• Document extract:
☆ ☆ ☆

The dot at the end of the sentence is missing. The reminder in the
parentheses is not needed, the OSSession class is decoupled from the
rest of the classes (and is thus not aware of the config).

>              force_first_numa:  If :data:`True`, configure hugepages just on the first numa node.
>          """
>
> --
> 2.44.0
>
  
Nicholas Pratte April 29, 2024, 5:26 p.m. UTC | #2
I fixed the docstring under setup_hugepages in os_session, and I also
made a quick fix to the dts.rst documentation. For the dts.rst
documentation, I think the following changes make more sense, based on
the concerns outlined:

(here is a snip of the documentation with the change I made)
"as doing so prevents accidental/over
allocation of with hugepage sizes not recommended during runtime due to
contiguous memory space requirements."

With regard to the wording used for the total number of hugepages, I
could change the wording to either "quantity" or "number;" I think
quantity makes more sense and is less ambiguous, but I'm curious what
you think. With reference to your comments about putting this in a
different patch set, I think a good argument could be made to put this
kind of a change in out currently existing patch, but I understand the
argument at both ends. Personally, I am in favor of adding this fix to
the current patch since we're renaming key/value pairs in the schema
and yaml already.

As far as the property is concerned, when Jeremy and I discussed how
to best implement this fix, he suggested that a property might make
more sense here because of the potential changes that we might make to
the default size in the future (whether that be by OS, arch or
otherwise). Ultimately, we settled on inserting a property that
returns 2048 for now with the understanding that, in the future,
developers can add logic to the property as needed. Initially, I had
the hugepage size configured in the manner you described, so the
property implementation is not something I'm adamant on. I can make
the suggested change you gave above, or alternatively, if my provided
reasoning makes sense, I can insert a comment exclaiming the existence
of the property.
  
Juraj Linkeš April 30, 2024, 8:42 a.m. UTC | #3
Please leave the context you're addressing. Reading this was a bit
confusing and also hard to understand.

On Mon, Apr 29, 2024 at 7:26 PM Nicholas Pratte <npratte@iol.unh.edu> wrote:
>
> I fixed the docstring under setup_hugepages in os_session, and I also
> made a quick fix to the dts.rst documentation. For the dts.rst
> documentation, I think the following changes make more sense, based on
> the concerns outlined:
>
> (here is a snip of the documentation with the change I made)
> "as doing so prevents accidental/over
> allocation of with hugepage sizes not recommended during runtime due to
> contiguous memory space requirements."
>

Looks like there's a typo: allocation of with hugepage sizes

> With regard to the wording used for the total number of hugepages, I
> could change the wording to either "quantity" or "number;" I think
> quantity makes more sense and is less ambiguous, but I'm curious what
> you think. With reference to your comments about putting this in a
> different patch set, I think a good argument could be made to put this
> kind of a change in out currently existing patch, but I understand the
> argument at both ends. Personally, I am in favor of adding this fix to
> the current patch since we're renaming key/value pairs in the schema
> and yaml already.

☆ ☆ ☆

• Tasks to carry out:
1. In the email thread, what value does the hugepage size property return for now?
2. Locate each line of the records containing the string "spire", and copy those lines out.

• Information supplied:
☆ ☆ ☆

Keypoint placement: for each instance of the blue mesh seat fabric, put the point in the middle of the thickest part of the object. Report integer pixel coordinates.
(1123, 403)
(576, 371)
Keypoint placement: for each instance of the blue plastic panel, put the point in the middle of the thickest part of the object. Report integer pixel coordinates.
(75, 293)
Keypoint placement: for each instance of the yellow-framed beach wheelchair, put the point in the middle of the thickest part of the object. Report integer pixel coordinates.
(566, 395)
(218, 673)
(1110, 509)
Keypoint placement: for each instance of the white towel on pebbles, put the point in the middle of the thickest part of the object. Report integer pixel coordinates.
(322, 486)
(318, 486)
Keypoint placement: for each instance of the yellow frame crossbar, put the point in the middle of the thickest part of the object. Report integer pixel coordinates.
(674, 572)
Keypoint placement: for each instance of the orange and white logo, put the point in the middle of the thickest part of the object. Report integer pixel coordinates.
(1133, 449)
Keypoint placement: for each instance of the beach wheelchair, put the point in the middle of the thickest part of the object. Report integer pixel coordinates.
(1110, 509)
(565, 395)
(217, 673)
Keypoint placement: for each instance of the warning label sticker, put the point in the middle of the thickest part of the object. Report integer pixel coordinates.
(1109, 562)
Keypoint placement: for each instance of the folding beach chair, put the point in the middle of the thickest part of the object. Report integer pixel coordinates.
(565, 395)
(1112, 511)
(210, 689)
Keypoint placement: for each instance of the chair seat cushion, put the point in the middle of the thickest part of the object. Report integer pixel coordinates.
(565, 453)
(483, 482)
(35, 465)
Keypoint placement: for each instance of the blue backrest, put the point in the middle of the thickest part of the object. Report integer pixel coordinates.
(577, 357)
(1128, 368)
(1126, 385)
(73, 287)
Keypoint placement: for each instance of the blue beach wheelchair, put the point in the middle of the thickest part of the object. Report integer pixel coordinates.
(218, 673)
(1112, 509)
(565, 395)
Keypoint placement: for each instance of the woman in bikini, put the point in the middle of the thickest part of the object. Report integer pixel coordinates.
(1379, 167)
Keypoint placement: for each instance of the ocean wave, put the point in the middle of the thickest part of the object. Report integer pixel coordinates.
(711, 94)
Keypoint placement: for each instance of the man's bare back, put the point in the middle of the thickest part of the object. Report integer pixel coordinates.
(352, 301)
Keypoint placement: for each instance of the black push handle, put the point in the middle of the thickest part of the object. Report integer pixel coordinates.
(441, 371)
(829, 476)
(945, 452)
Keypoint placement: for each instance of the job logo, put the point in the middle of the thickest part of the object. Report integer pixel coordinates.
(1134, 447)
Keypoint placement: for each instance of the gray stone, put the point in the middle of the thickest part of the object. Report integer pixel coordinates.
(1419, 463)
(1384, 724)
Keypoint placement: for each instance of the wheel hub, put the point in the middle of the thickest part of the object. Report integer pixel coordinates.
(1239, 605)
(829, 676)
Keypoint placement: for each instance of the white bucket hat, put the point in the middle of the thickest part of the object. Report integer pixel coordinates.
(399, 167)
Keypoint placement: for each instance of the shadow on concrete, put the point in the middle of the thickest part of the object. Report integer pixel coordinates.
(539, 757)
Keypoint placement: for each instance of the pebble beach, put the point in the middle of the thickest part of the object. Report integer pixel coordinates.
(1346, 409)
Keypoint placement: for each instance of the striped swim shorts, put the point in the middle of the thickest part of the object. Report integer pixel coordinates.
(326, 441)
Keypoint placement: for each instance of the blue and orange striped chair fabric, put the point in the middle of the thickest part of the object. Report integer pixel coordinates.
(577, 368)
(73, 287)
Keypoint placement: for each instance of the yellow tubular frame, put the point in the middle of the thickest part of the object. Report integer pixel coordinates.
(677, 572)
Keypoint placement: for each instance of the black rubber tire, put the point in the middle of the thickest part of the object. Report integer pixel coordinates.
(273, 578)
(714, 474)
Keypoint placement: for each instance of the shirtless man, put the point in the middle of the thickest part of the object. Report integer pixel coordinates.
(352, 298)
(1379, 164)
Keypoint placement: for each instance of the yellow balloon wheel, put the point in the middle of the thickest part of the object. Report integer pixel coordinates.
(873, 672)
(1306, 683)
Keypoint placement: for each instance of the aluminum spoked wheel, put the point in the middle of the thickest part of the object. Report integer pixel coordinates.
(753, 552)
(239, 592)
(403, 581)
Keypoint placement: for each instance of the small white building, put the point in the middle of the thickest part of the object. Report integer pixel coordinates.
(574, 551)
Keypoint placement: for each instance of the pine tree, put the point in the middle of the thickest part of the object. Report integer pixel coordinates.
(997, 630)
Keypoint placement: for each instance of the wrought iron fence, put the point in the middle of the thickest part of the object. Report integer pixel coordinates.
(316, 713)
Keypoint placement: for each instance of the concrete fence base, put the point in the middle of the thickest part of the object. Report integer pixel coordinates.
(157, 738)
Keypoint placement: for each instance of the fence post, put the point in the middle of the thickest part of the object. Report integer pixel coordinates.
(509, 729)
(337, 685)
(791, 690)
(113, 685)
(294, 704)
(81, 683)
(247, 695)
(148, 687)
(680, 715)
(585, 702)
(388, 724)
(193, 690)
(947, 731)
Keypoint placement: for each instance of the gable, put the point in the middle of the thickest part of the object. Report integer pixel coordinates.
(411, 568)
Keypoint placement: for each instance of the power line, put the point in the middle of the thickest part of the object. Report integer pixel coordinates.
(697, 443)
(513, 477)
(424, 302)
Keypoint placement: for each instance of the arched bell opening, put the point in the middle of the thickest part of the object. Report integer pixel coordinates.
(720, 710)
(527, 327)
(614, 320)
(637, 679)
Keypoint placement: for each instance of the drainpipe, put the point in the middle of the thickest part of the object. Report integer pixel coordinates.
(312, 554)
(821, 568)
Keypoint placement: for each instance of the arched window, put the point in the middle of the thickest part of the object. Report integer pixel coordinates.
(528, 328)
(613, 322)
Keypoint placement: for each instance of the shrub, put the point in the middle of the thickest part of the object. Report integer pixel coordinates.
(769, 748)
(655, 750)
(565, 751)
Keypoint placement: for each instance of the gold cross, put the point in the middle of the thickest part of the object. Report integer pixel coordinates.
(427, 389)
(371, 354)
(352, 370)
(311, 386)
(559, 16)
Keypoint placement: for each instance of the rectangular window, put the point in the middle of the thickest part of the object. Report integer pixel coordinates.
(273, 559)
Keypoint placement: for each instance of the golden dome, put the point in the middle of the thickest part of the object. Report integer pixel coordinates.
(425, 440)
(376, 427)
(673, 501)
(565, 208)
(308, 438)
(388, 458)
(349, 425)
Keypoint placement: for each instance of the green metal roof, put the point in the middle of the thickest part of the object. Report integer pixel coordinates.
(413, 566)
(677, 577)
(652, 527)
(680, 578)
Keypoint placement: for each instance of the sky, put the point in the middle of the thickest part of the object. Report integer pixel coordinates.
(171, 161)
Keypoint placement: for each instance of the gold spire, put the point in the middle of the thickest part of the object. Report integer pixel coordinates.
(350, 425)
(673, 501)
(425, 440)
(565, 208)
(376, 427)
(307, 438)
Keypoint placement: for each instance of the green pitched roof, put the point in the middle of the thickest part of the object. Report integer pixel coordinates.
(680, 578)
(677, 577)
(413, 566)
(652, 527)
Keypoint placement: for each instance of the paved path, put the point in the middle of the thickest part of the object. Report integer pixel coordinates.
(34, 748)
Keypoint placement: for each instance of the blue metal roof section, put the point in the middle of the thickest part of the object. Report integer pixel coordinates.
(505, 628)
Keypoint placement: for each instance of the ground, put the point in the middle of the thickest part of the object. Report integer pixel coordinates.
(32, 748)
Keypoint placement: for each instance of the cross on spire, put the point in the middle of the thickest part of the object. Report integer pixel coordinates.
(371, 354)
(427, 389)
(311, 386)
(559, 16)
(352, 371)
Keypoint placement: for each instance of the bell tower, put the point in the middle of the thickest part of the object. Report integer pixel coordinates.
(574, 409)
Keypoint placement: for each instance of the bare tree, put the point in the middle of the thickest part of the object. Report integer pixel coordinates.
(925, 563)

☆ ☆ ☆

• Results for each task:
1. 2048

2.
Keypoint placement: for each instance of the gold spire, put the point in the middle of the thickest part of the object. Report integer pixel coordinates.
Keypoint placement: for each instance of the cross on spire, put the point in the middle of the thickest part of the object. Report integer pixel coordinates.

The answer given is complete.